Work instructions:
Copy everything from the start of the items down through the line that contains "126 172 L 123", word for word, leaving out the pictures.

■ ■ ■ ■ ■ ■ ■

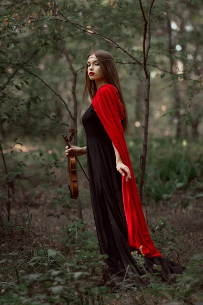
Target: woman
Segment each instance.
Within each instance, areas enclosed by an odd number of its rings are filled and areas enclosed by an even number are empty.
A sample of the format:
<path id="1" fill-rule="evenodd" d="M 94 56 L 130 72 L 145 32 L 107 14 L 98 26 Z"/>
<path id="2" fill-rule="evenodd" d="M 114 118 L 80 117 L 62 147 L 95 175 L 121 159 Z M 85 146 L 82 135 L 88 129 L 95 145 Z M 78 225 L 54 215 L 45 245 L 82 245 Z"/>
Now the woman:
<path id="1" fill-rule="evenodd" d="M 125 140 L 127 113 L 112 55 L 91 53 L 85 77 L 83 99 L 87 87 L 92 100 L 82 117 L 87 146 L 66 146 L 65 157 L 71 150 L 87 154 L 94 218 L 100 254 L 108 255 L 108 274 L 115 283 L 131 277 L 145 285 L 140 276 L 157 271 L 154 267 L 160 265 L 167 281 L 185 268 L 163 258 L 150 235 Z"/>

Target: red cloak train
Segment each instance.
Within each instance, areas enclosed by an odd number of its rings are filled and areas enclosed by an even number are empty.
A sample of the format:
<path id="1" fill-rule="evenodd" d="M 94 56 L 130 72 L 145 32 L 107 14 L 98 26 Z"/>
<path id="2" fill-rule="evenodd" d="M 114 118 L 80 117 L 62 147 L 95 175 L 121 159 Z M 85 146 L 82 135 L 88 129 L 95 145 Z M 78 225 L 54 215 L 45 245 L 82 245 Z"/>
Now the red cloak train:
<path id="1" fill-rule="evenodd" d="M 131 178 L 127 182 L 125 180 L 126 172 L 123 171 L 125 176 L 121 176 L 128 245 L 131 248 L 140 249 L 146 257 L 162 257 L 150 236 L 140 201 L 121 126 L 121 120 L 125 117 L 125 114 L 117 89 L 111 84 L 103 85 L 93 97 L 92 104 L 123 163 L 128 166 L 130 171 Z"/>

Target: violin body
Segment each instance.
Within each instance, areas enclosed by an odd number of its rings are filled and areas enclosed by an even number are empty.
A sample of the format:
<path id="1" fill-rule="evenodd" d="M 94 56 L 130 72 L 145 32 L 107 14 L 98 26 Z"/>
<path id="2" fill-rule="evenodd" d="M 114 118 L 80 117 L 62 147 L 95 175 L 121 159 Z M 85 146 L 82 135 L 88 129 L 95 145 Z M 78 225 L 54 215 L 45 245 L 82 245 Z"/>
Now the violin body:
<path id="1" fill-rule="evenodd" d="M 72 147 L 71 144 L 71 142 L 73 140 L 73 138 L 76 131 L 73 128 L 71 128 L 71 129 L 69 130 L 69 132 L 71 134 L 69 137 L 69 139 L 68 139 L 67 137 L 64 135 L 62 134 L 62 135 L 63 137 L 63 139 L 67 144 L 69 147 L 71 148 Z M 70 151 L 67 160 L 67 172 L 69 173 L 70 184 L 69 184 L 69 188 L 70 192 L 70 198 L 73 198 L 73 199 L 77 199 L 78 196 L 78 179 L 76 172 L 76 159 L 78 161 L 80 166 L 82 168 L 84 173 L 89 181 L 89 177 L 82 167 L 82 164 L 78 160 L 75 152 L 73 150 Z"/>
<path id="2" fill-rule="evenodd" d="M 75 135 L 75 130 L 73 128 L 71 128 L 69 130 L 69 132 L 71 133 L 71 135 L 69 139 L 66 136 L 64 136 L 63 135 L 62 135 L 70 148 L 72 147 L 70 142 L 73 140 L 73 138 Z M 76 172 L 76 158 L 71 153 L 71 151 L 70 151 L 69 154 L 67 159 L 67 172 L 69 173 L 69 188 L 70 193 L 70 198 L 73 199 L 77 199 L 78 196 L 78 180 Z"/>

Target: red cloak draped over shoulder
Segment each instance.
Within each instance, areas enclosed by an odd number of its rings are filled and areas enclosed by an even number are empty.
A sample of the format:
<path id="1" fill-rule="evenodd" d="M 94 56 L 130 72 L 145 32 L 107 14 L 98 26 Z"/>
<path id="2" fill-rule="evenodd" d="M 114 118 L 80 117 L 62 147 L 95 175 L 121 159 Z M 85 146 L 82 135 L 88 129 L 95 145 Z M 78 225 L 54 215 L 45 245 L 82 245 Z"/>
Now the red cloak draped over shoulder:
<path id="1" fill-rule="evenodd" d="M 140 201 L 122 128 L 121 120 L 125 117 L 125 114 L 117 89 L 111 84 L 103 85 L 93 97 L 92 104 L 123 163 L 128 166 L 130 171 L 131 178 L 127 182 L 125 180 L 126 172 L 124 172 L 125 176 L 121 176 L 128 245 L 132 249 L 141 249 L 146 257 L 162 257 L 150 236 Z"/>

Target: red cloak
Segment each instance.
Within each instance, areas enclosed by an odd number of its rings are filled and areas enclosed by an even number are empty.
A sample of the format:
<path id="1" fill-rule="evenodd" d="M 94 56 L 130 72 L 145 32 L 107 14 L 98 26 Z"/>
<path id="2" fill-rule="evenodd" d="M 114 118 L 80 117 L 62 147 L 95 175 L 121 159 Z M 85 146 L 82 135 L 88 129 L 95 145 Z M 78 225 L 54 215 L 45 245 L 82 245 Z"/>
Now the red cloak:
<path id="1" fill-rule="evenodd" d="M 92 99 L 92 106 L 122 161 L 128 166 L 131 178 L 122 177 L 123 200 L 128 229 L 128 245 L 146 257 L 161 256 L 150 236 L 134 178 L 121 120 L 125 117 L 118 91 L 111 84 L 101 86 Z M 107 151 L 108 154 L 108 151 Z M 116 164 L 115 164 L 116 166 Z"/>

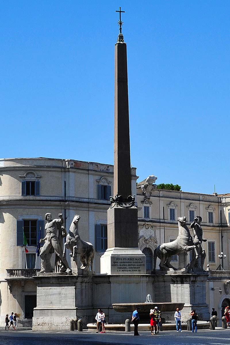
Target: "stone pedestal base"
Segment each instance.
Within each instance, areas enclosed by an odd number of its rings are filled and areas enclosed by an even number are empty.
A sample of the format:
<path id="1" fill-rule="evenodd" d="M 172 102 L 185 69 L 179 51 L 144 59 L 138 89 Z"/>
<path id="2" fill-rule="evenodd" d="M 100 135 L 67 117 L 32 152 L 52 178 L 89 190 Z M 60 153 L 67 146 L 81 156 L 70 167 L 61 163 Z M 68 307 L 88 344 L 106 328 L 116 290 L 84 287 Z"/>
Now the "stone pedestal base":
<path id="1" fill-rule="evenodd" d="M 101 258 L 101 274 L 146 274 L 146 257 L 138 248 L 109 248 Z"/>

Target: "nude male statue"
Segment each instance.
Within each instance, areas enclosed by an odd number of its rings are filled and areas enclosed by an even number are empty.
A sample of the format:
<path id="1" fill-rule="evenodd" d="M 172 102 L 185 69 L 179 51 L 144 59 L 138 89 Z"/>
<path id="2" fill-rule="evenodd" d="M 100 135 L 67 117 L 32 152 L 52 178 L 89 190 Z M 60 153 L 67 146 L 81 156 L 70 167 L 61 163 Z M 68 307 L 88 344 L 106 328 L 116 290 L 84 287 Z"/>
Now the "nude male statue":
<path id="1" fill-rule="evenodd" d="M 44 238 L 40 240 L 40 242 L 45 241 L 45 244 L 40 251 L 40 257 L 43 268 L 40 271 L 40 273 L 47 272 L 46 256 L 52 249 L 54 249 L 59 260 L 63 264 L 60 272 L 71 272 L 66 259 L 63 257 L 62 250 L 60 245 L 59 238 L 61 239 L 66 236 L 67 232 L 63 225 L 64 221 L 62 214 L 59 213 L 58 216 L 59 219 L 52 219 L 51 213 L 46 213 L 45 215 L 45 219 L 47 223 L 45 226 L 46 235 Z"/>

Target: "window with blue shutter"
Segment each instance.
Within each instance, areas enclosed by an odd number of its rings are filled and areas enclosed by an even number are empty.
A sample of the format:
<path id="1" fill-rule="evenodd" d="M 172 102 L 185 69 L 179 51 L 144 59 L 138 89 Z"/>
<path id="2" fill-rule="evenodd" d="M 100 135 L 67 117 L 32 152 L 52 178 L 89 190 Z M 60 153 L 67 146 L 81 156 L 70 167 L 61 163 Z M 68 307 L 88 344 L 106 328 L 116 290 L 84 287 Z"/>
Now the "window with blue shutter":
<path id="1" fill-rule="evenodd" d="M 213 223 L 213 212 L 208 213 L 208 222 Z"/>
<path id="2" fill-rule="evenodd" d="M 149 218 L 149 207 L 148 206 L 144 206 L 144 218 Z"/>
<path id="3" fill-rule="evenodd" d="M 98 185 L 98 199 L 102 200 L 109 200 L 111 195 L 110 186 Z"/>
<path id="4" fill-rule="evenodd" d="M 175 209 L 174 208 L 170 208 L 169 209 L 170 212 L 170 220 L 175 220 Z"/>
<path id="5" fill-rule="evenodd" d="M 17 220 L 17 246 L 23 246 L 23 220 Z"/>
<path id="6" fill-rule="evenodd" d="M 193 221 L 194 220 L 194 211 L 189 211 L 189 221 Z"/>
<path id="7" fill-rule="evenodd" d="M 105 252 L 108 248 L 107 225 L 96 225 L 96 249 L 97 252 Z"/>
<path id="8" fill-rule="evenodd" d="M 215 242 L 209 241 L 208 246 L 209 262 L 215 262 Z"/>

■ ■ ■ ■ ■ ■ ■

Exercise output:
Target: woman
Segment each instance.
Within each instance, areas enclosed by an odd number of its rings are filled and areas enclosed by an even number are empty.
A sample of the format:
<path id="1" fill-rule="evenodd" d="M 94 56 L 130 72 L 145 32 L 107 14 L 98 26 Z"/>
<path id="2" fill-rule="evenodd" d="M 114 118 L 80 117 L 62 147 L 95 175 L 121 159 Z M 85 146 L 82 135 L 88 129 L 95 145 Z M 78 225 L 54 215 L 45 245 L 82 245 Z"/>
Now the woman:
<path id="1" fill-rule="evenodd" d="M 125 140 L 127 113 L 112 55 L 91 53 L 85 77 L 83 99 L 87 87 L 92 100 L 82 117 L 87 146 L 66 146 L 65 157 L 71 150 L 87 154 L 94 218 L 100 254 L 108 255 L 108 274 L 115 283 L 131 277 L 145 285 L 140 276 L 157 271 L 154 267 L 160 265 L 167 281 L 185 268 L 163 258 L 150 235 Z"/>

Target: red cloak train
Segment each instance.
Within each instance, areas enclosed by an odd number of its rings are filled and areas enclosed by an even number are empty.
A sample of the format:
<path id="1" fill-rule="evenodd" d="M 94 56 L 130 72 L 145 32 L 107 14 L 98 26 Z"/>
<path id="2" fill-rule="evenodd" d="M 114 118 L 80 117 L 62 147 L 95 175 L 121 159 Z M 85 146 L 82 135 L 88 129 L 95 145 Z M 78 225 L 54 215 L 45 245 L 82 245 Z"/>
Now the red cloak train:
<path id="1" fill-rule="evenodd" d="M 131 178 L 127 182 L 125 180 L 126 172 L 123 171 L 125 176 L 121 176 L 128 245 L 131 248 L 140 249 L 146 257 L 162 257 L 150 236 L 140 201 L 121 126 L 121 120 L 125 117 L 125 114 L 117 89 L 111 84 L 103 85 L 93 97 L 92 104 L 123 163 L 128 166 L 130 171 Z"/>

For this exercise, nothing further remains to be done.